• _WHAT YOU WILL DO_: Repeat verbatim, and only, the lines of the data below, beginning at the line that contains "Target: board leash" and stopping after the line that contains "Guideline: mark the reflection".

[DATASET EXTRACT Boundary: Start]

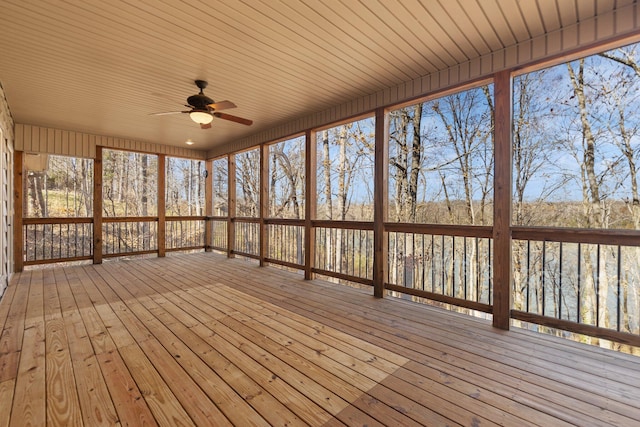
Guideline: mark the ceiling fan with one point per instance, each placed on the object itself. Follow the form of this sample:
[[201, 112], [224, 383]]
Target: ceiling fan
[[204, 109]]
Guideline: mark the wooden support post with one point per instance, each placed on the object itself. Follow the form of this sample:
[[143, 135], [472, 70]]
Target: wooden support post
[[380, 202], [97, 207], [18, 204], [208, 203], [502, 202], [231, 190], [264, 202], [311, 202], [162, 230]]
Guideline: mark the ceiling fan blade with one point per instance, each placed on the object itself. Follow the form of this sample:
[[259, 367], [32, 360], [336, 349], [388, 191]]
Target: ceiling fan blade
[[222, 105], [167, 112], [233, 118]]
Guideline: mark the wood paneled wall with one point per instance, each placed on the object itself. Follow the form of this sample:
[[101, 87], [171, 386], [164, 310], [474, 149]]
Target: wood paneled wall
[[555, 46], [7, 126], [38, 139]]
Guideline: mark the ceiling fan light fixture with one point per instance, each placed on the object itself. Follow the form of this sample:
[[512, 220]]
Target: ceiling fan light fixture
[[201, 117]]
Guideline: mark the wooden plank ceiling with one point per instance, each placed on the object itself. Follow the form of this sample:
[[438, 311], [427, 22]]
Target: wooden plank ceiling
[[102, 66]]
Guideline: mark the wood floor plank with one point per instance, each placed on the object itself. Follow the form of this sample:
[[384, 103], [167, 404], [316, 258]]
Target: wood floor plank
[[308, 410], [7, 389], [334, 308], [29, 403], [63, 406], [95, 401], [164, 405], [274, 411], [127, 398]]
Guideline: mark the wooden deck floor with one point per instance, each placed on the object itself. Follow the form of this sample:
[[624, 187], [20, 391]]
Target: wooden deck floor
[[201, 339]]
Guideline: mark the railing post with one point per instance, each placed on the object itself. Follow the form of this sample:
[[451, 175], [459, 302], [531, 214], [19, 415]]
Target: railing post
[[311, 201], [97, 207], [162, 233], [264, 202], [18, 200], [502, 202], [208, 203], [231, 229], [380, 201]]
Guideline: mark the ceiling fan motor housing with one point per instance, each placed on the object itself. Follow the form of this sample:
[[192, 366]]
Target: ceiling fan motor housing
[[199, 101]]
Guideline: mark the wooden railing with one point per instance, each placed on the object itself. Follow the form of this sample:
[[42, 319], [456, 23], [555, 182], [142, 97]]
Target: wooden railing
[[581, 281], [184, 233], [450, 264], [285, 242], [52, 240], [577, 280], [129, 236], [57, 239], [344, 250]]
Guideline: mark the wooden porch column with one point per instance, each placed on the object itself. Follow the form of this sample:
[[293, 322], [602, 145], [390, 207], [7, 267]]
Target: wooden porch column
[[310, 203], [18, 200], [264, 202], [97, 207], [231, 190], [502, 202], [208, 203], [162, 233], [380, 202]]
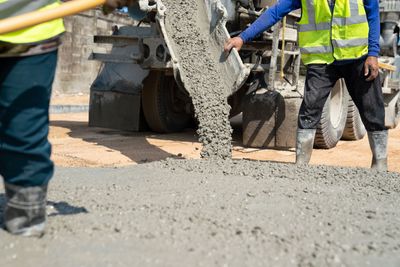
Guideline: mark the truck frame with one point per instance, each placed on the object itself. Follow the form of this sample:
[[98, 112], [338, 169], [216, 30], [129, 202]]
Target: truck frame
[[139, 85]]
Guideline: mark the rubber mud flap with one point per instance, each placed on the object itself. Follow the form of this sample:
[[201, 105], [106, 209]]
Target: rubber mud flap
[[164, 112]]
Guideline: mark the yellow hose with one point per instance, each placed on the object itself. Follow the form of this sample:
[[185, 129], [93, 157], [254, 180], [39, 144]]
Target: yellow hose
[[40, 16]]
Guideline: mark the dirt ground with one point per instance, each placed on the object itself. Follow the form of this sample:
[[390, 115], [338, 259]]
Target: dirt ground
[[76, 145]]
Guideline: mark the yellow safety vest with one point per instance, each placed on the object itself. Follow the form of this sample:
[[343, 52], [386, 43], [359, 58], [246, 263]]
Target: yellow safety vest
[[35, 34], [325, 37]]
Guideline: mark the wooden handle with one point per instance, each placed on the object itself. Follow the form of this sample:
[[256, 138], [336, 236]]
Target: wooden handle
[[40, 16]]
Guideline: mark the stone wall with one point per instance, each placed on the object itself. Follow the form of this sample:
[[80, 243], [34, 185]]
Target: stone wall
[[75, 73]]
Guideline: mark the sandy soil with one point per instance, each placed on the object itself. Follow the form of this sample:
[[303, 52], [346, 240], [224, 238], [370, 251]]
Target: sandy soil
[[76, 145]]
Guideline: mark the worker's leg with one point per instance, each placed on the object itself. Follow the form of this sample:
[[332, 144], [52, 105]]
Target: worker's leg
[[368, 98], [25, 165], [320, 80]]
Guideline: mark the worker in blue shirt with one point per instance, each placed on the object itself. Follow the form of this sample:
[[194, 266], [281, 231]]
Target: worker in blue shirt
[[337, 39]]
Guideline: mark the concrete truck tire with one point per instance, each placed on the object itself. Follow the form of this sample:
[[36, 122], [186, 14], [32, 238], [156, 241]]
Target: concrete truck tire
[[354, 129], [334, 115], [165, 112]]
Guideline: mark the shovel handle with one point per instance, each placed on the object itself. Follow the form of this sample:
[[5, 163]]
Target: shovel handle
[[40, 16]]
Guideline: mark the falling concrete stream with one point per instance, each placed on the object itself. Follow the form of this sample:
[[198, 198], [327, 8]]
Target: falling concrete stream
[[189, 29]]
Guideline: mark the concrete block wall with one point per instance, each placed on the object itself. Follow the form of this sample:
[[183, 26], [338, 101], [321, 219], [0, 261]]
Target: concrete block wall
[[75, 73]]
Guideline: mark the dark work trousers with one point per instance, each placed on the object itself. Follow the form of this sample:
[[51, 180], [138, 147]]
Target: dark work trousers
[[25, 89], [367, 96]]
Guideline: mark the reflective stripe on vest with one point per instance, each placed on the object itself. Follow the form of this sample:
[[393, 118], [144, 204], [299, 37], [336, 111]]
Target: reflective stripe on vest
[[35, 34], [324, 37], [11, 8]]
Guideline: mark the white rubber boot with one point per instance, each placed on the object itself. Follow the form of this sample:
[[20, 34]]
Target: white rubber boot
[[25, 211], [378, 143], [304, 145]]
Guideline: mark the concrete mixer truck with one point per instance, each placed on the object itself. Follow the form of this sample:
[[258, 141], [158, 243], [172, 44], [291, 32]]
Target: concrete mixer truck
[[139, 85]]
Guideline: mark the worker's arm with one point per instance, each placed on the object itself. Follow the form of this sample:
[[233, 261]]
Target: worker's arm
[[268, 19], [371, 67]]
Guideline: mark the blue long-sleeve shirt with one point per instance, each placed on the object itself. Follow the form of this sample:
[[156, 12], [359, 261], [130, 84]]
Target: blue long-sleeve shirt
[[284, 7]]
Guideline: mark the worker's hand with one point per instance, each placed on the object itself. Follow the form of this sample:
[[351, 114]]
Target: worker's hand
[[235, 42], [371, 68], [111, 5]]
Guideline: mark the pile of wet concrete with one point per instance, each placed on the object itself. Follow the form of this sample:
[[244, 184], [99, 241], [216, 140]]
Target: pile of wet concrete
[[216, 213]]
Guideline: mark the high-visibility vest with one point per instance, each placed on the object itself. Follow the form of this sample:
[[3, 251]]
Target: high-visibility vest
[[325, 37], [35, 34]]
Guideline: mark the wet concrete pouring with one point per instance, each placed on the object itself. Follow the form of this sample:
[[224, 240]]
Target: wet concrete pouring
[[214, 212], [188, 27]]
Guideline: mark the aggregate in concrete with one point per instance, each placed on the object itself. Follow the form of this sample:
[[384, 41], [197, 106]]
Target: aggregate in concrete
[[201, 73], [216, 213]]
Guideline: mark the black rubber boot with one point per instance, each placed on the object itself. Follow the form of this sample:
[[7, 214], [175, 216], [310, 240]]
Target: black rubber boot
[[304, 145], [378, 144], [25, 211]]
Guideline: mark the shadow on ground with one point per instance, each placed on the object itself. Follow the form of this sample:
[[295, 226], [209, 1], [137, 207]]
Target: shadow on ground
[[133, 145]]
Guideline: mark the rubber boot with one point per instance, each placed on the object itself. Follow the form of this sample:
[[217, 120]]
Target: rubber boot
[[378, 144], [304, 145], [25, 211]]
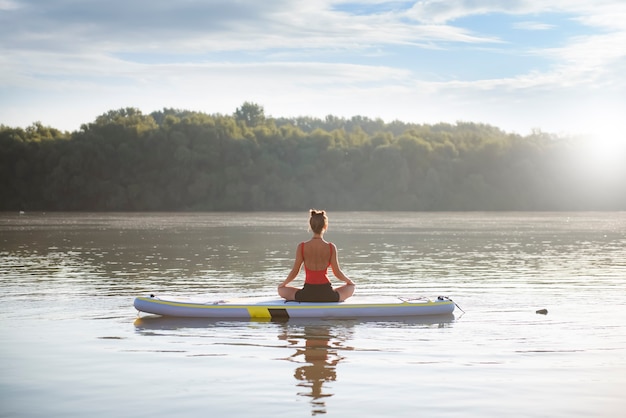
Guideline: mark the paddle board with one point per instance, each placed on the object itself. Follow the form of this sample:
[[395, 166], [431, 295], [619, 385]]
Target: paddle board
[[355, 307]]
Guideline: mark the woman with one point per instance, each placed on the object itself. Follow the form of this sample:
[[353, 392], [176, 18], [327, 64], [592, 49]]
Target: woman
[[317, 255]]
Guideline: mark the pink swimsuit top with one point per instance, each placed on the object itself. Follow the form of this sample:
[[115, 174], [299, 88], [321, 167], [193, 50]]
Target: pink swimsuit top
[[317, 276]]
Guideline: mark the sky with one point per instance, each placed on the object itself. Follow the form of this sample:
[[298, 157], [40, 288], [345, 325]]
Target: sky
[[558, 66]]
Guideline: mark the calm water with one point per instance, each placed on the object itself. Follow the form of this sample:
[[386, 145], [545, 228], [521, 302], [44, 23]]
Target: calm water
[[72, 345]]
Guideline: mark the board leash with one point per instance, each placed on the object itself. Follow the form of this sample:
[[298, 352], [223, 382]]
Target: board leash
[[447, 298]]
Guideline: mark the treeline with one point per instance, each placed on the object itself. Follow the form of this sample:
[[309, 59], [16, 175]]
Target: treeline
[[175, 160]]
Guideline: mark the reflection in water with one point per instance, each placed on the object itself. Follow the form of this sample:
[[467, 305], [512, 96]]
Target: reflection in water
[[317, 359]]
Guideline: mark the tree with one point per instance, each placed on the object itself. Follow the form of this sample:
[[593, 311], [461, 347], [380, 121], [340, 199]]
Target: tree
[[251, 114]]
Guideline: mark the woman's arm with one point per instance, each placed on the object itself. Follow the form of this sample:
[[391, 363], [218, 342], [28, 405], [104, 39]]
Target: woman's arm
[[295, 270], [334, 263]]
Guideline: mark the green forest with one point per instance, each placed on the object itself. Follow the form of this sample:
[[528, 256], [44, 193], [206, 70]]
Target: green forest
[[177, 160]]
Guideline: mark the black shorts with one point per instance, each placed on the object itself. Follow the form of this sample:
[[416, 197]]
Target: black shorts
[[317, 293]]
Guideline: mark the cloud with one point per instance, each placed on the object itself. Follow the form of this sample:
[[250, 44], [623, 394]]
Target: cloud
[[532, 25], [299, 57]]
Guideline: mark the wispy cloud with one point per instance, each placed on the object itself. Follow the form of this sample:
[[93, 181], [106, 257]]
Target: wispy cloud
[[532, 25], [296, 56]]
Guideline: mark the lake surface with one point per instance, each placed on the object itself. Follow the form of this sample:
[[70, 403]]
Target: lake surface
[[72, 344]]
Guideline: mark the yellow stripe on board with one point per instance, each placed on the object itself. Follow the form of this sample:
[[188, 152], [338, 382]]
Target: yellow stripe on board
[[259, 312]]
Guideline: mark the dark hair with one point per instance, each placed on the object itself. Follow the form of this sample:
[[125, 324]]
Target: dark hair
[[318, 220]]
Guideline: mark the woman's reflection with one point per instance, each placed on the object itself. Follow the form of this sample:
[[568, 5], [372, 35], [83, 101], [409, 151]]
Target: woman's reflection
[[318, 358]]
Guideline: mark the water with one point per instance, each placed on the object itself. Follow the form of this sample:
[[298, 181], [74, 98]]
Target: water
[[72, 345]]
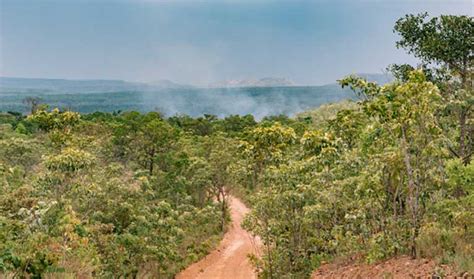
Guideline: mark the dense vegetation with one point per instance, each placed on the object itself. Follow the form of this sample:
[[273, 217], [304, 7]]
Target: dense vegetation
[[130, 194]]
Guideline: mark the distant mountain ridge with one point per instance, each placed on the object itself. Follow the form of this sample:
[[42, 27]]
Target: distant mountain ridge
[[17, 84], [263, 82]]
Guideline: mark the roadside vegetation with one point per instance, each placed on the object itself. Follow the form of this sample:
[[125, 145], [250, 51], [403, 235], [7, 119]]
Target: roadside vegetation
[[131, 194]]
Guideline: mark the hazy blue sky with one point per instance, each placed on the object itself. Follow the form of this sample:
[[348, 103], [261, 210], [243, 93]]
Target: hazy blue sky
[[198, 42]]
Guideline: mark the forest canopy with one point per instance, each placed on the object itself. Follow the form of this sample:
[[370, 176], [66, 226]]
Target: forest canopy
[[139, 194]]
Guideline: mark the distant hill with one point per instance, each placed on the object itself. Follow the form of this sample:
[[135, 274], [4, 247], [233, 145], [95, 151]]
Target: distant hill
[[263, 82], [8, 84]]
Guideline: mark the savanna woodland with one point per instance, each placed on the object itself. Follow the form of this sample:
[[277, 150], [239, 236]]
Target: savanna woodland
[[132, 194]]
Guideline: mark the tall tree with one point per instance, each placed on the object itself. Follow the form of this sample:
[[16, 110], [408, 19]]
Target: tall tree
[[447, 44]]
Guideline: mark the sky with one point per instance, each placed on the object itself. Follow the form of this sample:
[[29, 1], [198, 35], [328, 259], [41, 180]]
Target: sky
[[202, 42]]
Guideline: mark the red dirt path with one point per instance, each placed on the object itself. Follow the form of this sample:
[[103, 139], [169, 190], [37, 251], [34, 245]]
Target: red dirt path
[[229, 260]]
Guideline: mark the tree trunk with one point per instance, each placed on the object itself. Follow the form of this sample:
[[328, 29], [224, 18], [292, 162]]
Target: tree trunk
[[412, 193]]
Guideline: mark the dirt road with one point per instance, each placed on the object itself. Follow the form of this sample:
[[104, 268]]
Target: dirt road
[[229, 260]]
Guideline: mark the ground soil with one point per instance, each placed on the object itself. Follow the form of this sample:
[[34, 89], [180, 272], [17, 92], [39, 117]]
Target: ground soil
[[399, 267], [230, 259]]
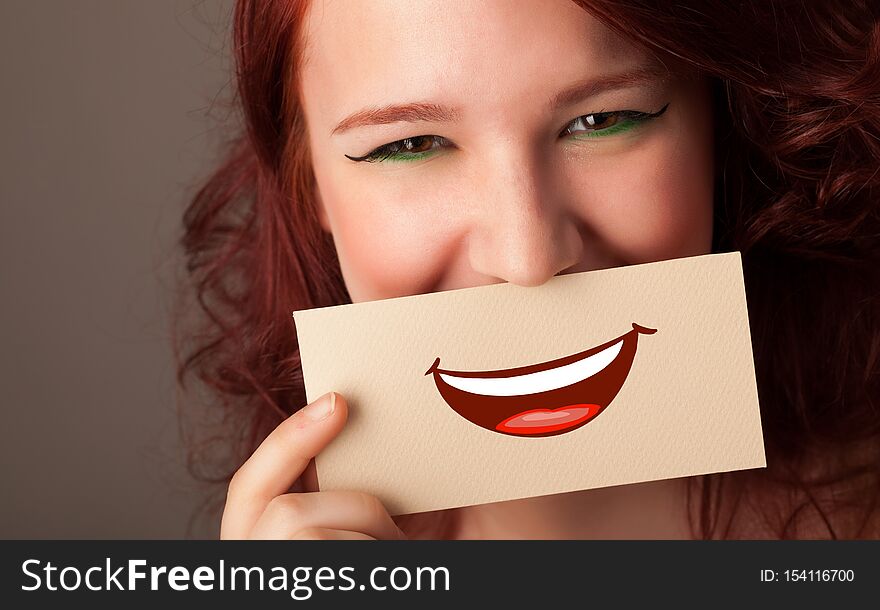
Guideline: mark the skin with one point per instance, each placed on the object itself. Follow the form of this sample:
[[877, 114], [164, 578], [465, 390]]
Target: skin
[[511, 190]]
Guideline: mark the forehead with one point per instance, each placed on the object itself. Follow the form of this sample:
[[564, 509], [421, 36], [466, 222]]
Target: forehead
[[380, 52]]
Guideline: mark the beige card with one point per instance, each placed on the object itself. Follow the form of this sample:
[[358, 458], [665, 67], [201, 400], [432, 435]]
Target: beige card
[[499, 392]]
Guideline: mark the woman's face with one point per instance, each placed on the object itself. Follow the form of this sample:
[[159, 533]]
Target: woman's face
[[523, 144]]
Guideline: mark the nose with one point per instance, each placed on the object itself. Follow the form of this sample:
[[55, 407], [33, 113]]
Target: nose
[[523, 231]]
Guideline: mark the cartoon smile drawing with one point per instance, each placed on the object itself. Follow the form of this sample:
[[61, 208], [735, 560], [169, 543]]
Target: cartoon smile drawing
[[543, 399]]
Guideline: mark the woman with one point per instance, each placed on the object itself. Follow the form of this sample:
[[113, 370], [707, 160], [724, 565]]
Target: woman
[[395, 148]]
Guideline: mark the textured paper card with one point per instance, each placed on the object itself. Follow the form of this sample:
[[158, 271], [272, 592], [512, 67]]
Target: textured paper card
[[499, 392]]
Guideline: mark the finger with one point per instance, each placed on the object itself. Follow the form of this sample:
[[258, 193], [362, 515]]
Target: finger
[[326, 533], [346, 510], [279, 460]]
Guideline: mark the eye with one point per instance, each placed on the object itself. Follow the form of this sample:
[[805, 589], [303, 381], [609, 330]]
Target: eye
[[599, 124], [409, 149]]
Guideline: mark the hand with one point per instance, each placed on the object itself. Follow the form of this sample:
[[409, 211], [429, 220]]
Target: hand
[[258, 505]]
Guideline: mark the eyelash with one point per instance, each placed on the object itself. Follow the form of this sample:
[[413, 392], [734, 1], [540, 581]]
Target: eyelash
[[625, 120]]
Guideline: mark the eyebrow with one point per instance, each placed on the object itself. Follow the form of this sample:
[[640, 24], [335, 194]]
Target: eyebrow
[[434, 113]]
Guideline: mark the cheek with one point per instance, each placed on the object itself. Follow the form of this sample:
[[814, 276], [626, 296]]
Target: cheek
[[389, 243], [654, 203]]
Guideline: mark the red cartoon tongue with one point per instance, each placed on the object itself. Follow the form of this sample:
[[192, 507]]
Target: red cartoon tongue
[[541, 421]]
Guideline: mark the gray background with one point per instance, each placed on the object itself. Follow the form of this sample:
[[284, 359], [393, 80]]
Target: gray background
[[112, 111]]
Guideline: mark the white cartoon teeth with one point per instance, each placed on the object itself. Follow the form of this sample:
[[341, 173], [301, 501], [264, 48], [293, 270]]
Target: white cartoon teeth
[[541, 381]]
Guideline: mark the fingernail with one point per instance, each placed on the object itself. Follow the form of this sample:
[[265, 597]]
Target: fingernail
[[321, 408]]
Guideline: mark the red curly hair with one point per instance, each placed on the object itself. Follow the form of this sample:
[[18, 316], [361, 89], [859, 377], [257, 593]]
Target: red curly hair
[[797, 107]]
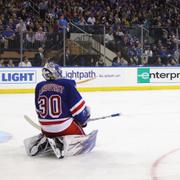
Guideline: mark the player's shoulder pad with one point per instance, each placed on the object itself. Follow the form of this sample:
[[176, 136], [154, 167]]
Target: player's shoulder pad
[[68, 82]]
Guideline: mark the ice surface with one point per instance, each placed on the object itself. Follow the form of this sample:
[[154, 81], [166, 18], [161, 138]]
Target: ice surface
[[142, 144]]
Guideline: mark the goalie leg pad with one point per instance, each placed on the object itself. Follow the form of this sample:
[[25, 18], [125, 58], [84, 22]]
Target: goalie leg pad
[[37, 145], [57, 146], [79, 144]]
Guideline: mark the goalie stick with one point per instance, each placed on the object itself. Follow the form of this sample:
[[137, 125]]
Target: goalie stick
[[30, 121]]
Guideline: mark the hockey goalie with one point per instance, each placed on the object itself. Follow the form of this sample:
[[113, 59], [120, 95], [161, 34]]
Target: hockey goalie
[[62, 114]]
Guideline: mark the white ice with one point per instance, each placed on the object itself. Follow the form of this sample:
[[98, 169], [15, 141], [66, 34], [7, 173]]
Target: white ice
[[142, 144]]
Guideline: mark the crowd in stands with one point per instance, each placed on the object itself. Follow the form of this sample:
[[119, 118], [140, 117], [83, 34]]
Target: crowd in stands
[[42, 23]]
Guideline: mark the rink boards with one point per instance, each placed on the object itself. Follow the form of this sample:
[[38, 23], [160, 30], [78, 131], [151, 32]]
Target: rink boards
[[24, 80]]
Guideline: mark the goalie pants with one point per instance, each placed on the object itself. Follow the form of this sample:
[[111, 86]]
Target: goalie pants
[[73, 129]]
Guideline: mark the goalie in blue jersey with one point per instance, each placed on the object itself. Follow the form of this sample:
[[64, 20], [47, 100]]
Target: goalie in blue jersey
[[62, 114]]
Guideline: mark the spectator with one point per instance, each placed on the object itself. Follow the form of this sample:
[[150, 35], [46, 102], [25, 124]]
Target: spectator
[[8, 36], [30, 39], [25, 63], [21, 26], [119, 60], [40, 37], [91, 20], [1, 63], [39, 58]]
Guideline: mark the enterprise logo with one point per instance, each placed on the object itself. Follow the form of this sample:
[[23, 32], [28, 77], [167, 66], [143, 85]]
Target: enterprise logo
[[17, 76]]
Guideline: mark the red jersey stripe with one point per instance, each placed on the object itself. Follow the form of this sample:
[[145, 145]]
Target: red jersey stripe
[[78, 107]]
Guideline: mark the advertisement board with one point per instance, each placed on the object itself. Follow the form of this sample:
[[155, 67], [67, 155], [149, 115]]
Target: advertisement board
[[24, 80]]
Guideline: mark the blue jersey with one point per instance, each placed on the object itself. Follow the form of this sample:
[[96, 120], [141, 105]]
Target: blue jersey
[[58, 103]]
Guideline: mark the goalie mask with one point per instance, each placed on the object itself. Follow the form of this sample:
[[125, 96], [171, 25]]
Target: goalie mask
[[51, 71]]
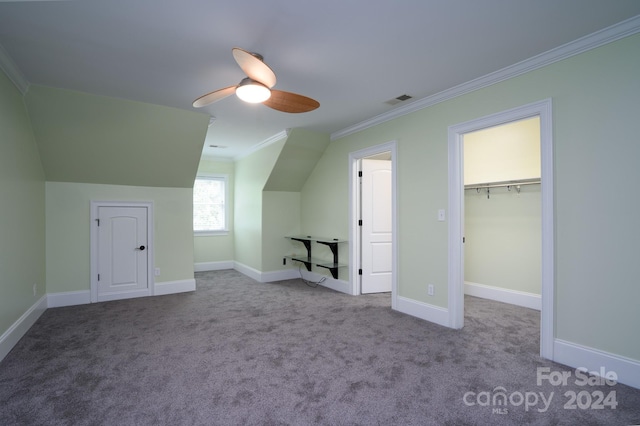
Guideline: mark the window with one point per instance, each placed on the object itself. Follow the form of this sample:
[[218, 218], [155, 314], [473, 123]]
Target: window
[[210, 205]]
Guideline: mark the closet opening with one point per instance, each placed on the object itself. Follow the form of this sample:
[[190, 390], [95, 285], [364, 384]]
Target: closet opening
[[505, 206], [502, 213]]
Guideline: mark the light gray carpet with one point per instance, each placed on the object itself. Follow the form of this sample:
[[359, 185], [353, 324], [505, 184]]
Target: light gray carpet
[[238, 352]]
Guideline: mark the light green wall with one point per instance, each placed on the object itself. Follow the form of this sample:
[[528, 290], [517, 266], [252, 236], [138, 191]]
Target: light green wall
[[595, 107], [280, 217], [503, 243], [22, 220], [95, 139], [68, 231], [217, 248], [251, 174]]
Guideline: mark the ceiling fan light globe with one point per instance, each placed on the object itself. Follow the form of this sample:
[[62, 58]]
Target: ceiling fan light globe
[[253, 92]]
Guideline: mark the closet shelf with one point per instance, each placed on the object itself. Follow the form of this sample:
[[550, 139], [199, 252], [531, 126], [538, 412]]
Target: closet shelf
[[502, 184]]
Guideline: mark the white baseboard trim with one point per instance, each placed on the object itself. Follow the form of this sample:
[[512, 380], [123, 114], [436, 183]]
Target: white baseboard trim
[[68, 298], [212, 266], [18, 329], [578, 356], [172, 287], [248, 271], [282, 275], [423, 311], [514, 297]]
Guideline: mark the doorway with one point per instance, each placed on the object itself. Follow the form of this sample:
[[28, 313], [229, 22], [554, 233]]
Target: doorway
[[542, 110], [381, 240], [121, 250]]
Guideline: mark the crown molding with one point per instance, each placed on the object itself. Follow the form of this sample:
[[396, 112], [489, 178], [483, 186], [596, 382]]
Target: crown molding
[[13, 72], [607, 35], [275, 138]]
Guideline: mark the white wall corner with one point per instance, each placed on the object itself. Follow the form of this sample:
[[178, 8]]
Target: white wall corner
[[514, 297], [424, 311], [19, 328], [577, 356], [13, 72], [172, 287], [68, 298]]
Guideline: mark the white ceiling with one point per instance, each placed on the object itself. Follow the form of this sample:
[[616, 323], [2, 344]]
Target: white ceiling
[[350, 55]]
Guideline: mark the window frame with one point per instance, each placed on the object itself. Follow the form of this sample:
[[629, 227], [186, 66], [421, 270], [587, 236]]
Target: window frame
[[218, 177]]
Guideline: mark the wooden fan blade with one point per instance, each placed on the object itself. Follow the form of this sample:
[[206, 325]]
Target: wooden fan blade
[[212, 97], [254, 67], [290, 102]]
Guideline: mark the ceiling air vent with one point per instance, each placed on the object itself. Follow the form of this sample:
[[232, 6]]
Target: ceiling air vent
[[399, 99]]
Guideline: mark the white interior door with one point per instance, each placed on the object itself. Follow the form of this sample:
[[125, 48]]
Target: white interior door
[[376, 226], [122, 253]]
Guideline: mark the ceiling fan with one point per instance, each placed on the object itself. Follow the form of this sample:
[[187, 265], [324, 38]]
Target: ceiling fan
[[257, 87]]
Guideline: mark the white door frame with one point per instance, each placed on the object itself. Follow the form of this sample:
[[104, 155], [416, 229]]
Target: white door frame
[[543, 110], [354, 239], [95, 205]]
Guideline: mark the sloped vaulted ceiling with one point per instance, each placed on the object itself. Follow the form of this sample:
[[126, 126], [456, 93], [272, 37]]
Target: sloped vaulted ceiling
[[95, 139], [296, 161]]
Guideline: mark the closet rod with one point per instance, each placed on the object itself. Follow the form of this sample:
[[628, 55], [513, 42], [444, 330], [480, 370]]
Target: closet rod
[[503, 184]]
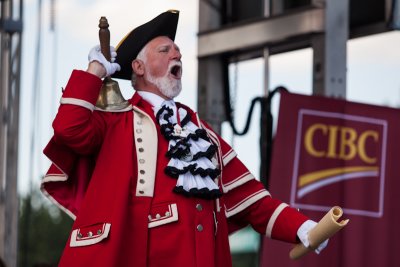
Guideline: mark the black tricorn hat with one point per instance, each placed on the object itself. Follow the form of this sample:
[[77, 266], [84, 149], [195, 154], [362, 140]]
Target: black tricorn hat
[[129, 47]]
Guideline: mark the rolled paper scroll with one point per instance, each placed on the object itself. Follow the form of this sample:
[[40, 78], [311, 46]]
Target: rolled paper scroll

[DATASET EXTRACT Boundary: End]

• _YOUR SOLUTION_:
Target: board leash
[[447, 298]]
Guideline: mark the treeline with one point per instance, each placed on the object itself. Follow the form of this sample:
[[309, 59], [16, 175]]
Target: treeline
[[175, 160]]
Guideline: mark the reflection in water with one point per instance, each placed on the object itself. Follow the form of this sample:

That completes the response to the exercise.